» **How to complete this task**
Only the lines from the one with "Mark every instance of the brick arch" to the end of the data below should be returned, each exactly as it stands.

Items listed in a dataset:
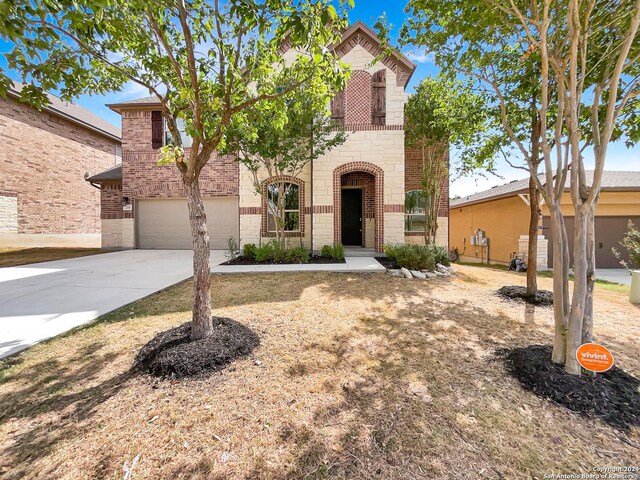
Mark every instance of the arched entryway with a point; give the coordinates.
(358, 193)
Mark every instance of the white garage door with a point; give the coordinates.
(165, 223)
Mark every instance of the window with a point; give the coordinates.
(414, 211)
(291, 193)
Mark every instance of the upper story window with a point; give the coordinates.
(160, 134)
(291, 210)
(414, 211)
(379, 98)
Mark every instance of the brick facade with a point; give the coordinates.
(43, 162)
(143, 178)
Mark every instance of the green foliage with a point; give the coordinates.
(391, 251)
(631, 243)
(232, 249)
(249, 251)
(297, 255)
(417, 257)
(265, 252)
(440, 254)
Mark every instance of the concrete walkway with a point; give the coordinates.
(615, 275)
(42, 300)
(352, 264)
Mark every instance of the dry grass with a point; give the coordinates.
(358, 376)
(12, 257)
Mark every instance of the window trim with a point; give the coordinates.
(423, 214)
(264, 228)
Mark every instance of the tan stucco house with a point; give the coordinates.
(502, 214)
(355, 194)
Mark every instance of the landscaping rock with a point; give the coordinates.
(544, 298)
(612, 396)
(173, 354)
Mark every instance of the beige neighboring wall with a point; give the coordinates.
(502, 220)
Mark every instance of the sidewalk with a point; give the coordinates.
(353, 265)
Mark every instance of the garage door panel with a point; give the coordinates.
(165, 223)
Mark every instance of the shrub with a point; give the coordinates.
(631, 243)
(249, 251)
(415, 257)
(337, 252)
(265, 252)
(326, 251)
(391, 251)
(297, 255)
(441, 254)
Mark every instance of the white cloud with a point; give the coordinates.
(421, 56)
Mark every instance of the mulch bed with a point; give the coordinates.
(173, 354)
(312, 259)
(611, 396)
(544, 298)
(388, 264)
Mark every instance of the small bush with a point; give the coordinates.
(391, 251)
(441, 254)
(631, 243)
(297, 255)
(264, 253)
(338, 252)
(249, 251)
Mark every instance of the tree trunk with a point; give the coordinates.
(201, 326)
(578, 300)
(587, 323)
(560, 284)
(532, 254)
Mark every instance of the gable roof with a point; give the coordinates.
(150, 101)
(612, 180)
(72, 112)
(357, 34)
(110, 175)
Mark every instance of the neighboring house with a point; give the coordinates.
(502, 213)
(45, 155)
(354, 195)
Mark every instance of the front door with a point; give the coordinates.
(352, 216)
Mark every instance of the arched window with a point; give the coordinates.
(414, 211)
(287, 210)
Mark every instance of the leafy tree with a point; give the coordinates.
(271, 148)
(585, 58)
(501, 68)
(446, 114)
(206, 63)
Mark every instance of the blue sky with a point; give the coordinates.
(619, 157)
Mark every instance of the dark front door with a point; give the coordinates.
(352, 216)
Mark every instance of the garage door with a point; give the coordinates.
(609, 232)
(165, 223)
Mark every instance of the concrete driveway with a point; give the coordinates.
(42, 300)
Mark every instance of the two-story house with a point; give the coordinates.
(355, 194)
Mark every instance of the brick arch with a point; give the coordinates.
(358, 98)
(301, 204)
(378, 175)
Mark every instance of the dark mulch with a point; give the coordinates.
(241, 260)
(544, 298)
(611, 396)
(173, 354)
(386, 263)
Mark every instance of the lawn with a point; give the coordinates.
(358, 377)
(12, 257)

» **Answer space**
Mark every instance of the brick arch with a point; give the coordinates.
(358, 98)
(301, 204)
(378, 175)
Mark every instance of the dark mulch with a point; give the coordinates.
(241, 260)
(544, 298)
(611, 396)
(173, 354)
(386, 263)
Mark every instance of the lawn with a point; give the coordinates.
(358, 377)
(12, 257)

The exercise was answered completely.